** Start Page extract **
Plato in the Republic recounts a story about a magical artifact, the Ring of Gyges, in Book II of the Republic. It is a device to motivate an investigation into the collective aspect of morality. Would anyone be ethical if they did not need to fear capture or punishment? Socrates ultimately argues that:

the man who abused the power of the Ring of Gyges has in fact enslaved himself to his appetites, while the man who chose not to use it remains rationally in control of himself and is therefore happy

So although this story is oriented towards a man and the individual conscience, it seems also possible (and possibly intended) to read this concern with accountability and corruption, and perhaps the social construction of morals more generally, to states, political classes and so on. Especially given how Plato is investigating an analogy in the Republic between the parts of soul and partitioning of cities.

What sorts of resources might be available around the question of the ring, especially in terms of contemporary social formations? Given the ubiquity of mass surveillance, it seems plausible that Plato's discussion of the ring may be present in philosophical letters about the moral ambiguities attached to certain new technologies (particularly as the Republic is seen as one of the founding documents discussing the nature of the Western polity.)

One resource that has turned up so far that seems important is Plato's Invisible Cities: Discourse and Power in the Republic by Ophir, which mentions the ring extensively (it grounds the invisibility in the title); and possibly Foucault's panopticism. What other sorts of resources might be pertinent to an investigation of surveillance and invisibility that might also relate to the ring?


There is a fascinating paper by Marc Shell The Ring of Gyges (The Economy of Literature/1978, ch.1 p.11-62). Herodotus' and Plato's versions of Gyges are interwoven with emphasis on power, vison and wealth.
** End Page extract **
** Start Rows **
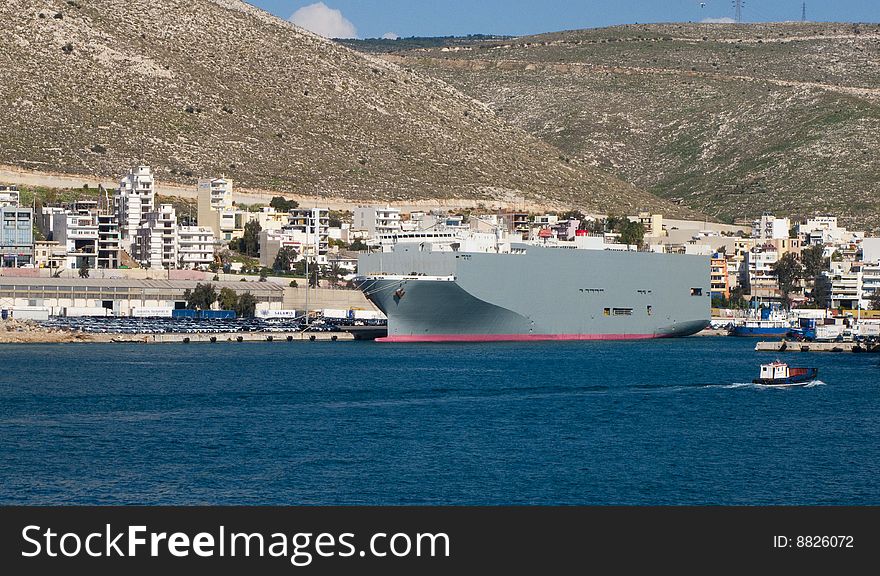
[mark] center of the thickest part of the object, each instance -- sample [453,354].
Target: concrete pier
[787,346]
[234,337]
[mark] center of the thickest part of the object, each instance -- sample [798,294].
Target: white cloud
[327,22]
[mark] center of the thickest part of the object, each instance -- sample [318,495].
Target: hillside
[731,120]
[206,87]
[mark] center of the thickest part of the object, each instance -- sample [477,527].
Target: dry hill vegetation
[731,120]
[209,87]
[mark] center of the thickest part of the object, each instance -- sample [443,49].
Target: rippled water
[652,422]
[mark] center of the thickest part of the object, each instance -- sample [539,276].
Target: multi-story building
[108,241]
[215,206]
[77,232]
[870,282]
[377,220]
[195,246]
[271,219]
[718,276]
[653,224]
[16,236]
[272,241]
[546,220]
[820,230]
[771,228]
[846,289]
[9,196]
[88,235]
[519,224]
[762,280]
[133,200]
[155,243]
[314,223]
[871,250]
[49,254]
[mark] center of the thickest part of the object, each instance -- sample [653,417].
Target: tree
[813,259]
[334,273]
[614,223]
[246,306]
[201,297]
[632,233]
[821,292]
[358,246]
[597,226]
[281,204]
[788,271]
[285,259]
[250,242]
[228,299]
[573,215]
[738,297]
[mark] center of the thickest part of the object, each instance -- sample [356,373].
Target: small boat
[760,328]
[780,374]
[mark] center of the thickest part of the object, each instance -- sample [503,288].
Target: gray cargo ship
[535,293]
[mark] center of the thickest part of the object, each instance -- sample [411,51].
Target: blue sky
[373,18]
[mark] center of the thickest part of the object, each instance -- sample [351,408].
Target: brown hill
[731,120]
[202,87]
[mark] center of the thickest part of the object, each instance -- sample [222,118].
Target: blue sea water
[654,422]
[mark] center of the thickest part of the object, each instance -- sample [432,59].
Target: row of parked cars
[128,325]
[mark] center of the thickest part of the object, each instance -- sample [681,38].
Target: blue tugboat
** End Rows **
* Tasks to perform:
- 1) In which book of the Republic does Plato tell the story of the Ring of Gyges, according to the post on the ring?
- 2) From the post on the Ring of Gyges, list every writer whose work or version of the story it mentions.
- 3) Carry the post on the Ring of Gyges forward from its final sentence.

* Solved tasks:
- 1) Book II.

- 2) Plato, Ophir, Foucault, Marc Shell, Herodotus

- 3)
Tales of Gyges associate him with founding a tyranny in Lydia and with a power of being able to transform visibles into invisibles and invisibles into visibles. This power . .. is associated with new economic and political forms that shattered the previous world and its culture.

David Graeber in his writings on value often refers to cultural-anthropological findings that connect hidden wealth and visibile signs for it . Today Plato's version seems to be more popular but Hebbel's drama Gyges and his Ring (1865) relies more on Herodotus, with modern commentators noting the links as done by Albrecht Koschorke in his Phantasmagorias of Power: Hebbel's Drama Gyges und sein Ring


At one level, the Ring of Gyges can take on an overly broad meaning. Simply put, invisibility is a form of power, presumably technological, and power corrupts. Analogies abound, from Dr. Faust to military Stealth technologies. Not terribly interesting.

You could equate this power with the visual field of "mass surveillance," but this risks arbitrarily stretching the meaning beyond Plato's purposes, and in effect adopting the Gyges legend for your own literary effects. I would see the Ring Effect as something closer to the opposite of mass surveillance.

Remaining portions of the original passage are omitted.